BEGIN Material for this task
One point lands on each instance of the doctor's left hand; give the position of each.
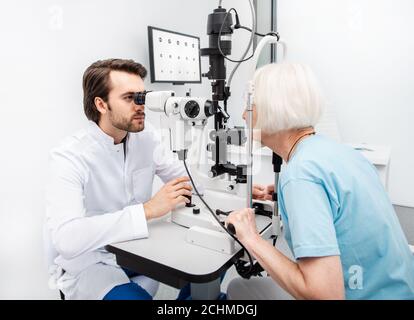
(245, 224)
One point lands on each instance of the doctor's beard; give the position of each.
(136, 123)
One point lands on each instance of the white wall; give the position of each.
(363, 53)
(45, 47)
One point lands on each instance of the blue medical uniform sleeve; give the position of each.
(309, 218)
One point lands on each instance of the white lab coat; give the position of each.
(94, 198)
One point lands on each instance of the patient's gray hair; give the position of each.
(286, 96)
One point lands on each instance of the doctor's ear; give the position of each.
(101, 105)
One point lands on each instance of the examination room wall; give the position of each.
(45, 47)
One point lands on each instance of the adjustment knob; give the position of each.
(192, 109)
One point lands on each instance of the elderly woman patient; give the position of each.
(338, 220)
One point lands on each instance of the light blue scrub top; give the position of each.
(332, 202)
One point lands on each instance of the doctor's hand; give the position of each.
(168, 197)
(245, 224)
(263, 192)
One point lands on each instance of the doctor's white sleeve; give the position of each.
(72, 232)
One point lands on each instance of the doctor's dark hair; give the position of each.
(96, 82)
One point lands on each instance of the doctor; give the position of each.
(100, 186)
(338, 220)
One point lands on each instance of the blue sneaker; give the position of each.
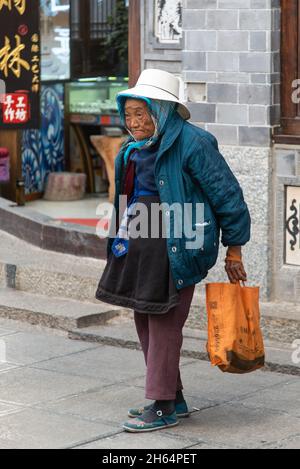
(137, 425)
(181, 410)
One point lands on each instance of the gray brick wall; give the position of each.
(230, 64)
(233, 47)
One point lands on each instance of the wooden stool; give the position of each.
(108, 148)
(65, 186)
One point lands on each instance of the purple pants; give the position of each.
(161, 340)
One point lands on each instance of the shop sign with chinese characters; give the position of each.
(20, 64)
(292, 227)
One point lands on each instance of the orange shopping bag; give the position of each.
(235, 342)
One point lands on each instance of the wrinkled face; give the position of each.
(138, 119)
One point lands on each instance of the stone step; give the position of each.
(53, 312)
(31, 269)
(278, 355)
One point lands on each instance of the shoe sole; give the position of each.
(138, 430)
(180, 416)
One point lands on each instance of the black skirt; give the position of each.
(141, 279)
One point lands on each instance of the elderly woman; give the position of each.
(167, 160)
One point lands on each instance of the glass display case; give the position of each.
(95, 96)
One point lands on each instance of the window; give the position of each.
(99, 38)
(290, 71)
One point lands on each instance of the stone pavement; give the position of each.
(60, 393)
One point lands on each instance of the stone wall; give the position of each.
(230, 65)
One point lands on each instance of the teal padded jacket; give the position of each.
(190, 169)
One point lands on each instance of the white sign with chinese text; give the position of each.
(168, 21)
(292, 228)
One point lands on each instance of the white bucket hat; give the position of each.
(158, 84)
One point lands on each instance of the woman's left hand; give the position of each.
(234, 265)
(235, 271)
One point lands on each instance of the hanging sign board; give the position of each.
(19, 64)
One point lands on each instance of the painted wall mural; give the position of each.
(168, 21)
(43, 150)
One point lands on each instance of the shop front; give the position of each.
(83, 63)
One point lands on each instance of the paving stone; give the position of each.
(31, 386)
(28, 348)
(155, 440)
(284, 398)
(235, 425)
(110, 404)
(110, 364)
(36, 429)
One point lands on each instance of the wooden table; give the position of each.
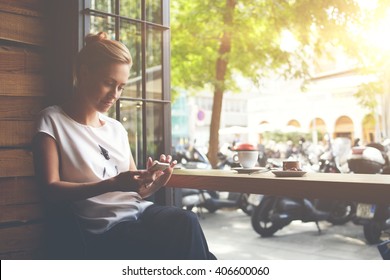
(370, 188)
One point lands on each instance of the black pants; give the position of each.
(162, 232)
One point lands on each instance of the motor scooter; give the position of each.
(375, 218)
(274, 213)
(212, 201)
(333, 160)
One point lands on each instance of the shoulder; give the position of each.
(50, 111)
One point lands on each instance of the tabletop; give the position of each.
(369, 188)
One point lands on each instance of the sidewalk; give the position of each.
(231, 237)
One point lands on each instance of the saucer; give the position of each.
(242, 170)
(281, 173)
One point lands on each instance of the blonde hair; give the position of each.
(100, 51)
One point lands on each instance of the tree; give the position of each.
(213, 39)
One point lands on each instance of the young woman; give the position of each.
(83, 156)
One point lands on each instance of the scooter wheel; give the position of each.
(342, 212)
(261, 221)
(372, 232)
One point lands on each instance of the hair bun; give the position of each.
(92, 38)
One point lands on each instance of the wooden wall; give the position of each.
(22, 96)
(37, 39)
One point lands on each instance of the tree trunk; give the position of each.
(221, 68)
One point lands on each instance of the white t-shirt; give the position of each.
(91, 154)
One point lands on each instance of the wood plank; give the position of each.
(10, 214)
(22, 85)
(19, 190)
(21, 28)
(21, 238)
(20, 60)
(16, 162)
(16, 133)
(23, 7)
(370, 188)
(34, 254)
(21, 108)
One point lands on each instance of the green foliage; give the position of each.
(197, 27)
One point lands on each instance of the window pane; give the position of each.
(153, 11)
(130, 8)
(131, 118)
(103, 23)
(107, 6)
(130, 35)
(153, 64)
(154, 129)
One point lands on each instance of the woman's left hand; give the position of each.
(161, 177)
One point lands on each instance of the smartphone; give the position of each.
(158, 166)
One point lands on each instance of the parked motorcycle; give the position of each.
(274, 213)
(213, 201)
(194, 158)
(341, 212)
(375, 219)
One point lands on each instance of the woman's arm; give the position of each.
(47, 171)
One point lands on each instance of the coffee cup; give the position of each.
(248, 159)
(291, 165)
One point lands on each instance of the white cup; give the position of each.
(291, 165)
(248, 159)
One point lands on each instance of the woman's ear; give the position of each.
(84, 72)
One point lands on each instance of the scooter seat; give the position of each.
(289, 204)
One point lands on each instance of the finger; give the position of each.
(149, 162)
END Material for this task
BEGIN Material for this task
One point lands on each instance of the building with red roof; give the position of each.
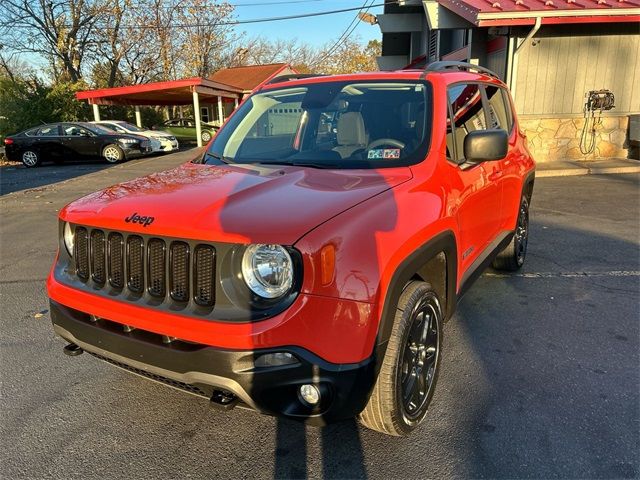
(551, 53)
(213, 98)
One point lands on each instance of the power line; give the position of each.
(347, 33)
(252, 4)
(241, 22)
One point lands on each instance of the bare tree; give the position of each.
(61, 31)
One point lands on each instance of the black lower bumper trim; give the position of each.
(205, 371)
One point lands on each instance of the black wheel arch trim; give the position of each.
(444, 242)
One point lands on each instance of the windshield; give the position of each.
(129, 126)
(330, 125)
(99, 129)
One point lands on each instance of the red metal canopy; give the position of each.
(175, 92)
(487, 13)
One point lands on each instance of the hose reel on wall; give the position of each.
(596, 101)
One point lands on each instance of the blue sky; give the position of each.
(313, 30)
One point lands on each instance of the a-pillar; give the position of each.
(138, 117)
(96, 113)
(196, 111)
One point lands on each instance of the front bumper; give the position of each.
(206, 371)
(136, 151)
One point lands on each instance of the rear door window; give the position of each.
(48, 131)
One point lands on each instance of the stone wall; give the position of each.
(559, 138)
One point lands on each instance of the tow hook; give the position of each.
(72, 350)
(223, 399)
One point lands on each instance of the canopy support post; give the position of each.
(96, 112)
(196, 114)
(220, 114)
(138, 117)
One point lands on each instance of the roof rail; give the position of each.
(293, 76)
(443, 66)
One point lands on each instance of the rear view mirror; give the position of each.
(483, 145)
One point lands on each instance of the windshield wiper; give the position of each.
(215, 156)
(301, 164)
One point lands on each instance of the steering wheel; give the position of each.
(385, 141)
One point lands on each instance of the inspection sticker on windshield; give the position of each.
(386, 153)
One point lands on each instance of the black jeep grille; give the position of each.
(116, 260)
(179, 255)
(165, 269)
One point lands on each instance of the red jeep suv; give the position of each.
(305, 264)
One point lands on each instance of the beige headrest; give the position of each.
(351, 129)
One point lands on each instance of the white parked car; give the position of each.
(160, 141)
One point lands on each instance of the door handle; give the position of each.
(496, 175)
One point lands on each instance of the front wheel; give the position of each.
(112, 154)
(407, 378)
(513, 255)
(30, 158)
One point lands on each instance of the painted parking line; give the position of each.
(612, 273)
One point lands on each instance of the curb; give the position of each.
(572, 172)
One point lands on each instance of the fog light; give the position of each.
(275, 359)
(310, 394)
END Material for this task
BEGIN Material for this task
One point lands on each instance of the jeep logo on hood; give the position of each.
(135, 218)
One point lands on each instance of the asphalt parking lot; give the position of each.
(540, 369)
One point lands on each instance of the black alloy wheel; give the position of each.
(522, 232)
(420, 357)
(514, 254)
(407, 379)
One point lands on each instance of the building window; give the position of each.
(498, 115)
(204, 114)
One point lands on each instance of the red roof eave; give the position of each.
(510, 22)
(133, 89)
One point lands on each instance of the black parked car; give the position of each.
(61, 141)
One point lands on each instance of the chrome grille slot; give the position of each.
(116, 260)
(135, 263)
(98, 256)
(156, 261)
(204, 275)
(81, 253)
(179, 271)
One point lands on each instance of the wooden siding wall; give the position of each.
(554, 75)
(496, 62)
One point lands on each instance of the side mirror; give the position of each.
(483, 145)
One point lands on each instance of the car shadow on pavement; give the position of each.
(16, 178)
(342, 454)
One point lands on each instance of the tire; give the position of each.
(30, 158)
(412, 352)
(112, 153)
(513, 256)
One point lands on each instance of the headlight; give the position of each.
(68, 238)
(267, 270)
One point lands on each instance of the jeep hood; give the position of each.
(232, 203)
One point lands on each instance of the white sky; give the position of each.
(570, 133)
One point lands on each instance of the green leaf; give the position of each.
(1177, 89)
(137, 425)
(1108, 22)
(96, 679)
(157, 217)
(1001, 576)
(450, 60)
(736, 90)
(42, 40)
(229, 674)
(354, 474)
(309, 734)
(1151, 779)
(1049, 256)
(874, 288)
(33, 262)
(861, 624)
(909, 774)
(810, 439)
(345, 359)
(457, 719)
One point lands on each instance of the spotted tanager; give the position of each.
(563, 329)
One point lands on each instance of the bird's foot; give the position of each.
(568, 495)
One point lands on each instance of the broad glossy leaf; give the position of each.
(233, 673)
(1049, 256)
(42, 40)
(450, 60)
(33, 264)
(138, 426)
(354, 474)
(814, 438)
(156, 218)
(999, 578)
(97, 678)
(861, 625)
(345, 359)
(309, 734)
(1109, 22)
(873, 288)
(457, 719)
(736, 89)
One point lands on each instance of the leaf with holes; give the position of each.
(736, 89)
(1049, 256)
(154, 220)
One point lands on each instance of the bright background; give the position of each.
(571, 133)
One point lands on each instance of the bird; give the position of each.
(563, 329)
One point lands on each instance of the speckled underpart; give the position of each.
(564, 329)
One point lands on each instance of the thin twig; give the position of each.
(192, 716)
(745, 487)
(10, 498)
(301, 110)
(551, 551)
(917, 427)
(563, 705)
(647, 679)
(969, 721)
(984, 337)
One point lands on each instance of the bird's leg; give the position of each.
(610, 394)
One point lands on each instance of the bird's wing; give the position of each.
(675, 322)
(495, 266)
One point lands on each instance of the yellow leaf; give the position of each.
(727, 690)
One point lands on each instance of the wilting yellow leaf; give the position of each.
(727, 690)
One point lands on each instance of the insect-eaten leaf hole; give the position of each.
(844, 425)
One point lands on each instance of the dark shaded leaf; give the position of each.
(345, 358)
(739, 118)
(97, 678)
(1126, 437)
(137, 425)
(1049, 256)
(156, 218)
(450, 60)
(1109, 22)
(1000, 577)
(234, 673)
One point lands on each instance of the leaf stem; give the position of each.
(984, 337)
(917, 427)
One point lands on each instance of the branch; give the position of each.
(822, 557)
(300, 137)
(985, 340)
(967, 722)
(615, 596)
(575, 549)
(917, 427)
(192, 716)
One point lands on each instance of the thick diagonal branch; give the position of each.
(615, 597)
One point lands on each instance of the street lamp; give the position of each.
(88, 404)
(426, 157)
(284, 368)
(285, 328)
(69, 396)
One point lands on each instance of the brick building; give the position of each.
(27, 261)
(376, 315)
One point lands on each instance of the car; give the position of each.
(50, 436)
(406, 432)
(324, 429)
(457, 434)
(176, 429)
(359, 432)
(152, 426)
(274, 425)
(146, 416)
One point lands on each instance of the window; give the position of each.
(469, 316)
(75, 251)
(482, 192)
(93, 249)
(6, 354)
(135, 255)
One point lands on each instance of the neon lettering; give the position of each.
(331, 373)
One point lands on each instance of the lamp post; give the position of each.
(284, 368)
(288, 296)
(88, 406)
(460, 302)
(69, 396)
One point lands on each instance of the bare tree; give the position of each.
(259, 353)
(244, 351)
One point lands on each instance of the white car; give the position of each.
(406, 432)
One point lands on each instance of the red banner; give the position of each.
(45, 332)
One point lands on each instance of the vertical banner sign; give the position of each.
END Material for this task
* Task objective *
Using the data above, repeat exactly the lines that begin at the line with "One point lands on each instance of the branch;" and end at the line with "One point lands on each instance of the vertical", both ends included.

* Answer to this problem *
One point lands on each instance of the branch; give the position of each.
(822, 557)
(300, 137)
(985, 340)
(967, 722)
(615, 596)
(575, 549)
(917, 427)
(192, 716)
One point lands on each instance of the thick diagonal branch; give the position of each.
(615, 597)
One point lands on each instance of the street lamp; give the position of each.
(88, 404)
(426, 157)
(284, 368)
(285, 328)
(69, 396)
One point lands on each instance of the brick building; give the position of each.
(27, 261)
(376, 315)
One point lands on each instance of the car; give the position of each.
(50, 436)
(406, 432)
(324, 429)
(457, 434)
(176, 429)
(359, 432)
(152, 426)
(274, 425)
(146, 416)
One point lands on each instance of the window; give the position of each.
(469, 316)
(75, 251)
(482, 192)
(93, 249)
(6, 354)
(135, 255)
One point lands on each instance of the neon lettering; give the position of each.
(331, 373)
One point lands on each instance of the lamp post; give the position of each.
(284, 368)
(288, 296)
(88, 406)
(460, 302)
(69, 396)
One point lands on each instance of the bare tree; give the position of each.
(259, 353)
(244, 351)
One point lands on each instance of the white car; give the position of each.
(406, 432)
One point lands on each instance of the red banner; give the position of each.
(45, 332)
One point lands on each instance of the vertical banner sign; give the position of each.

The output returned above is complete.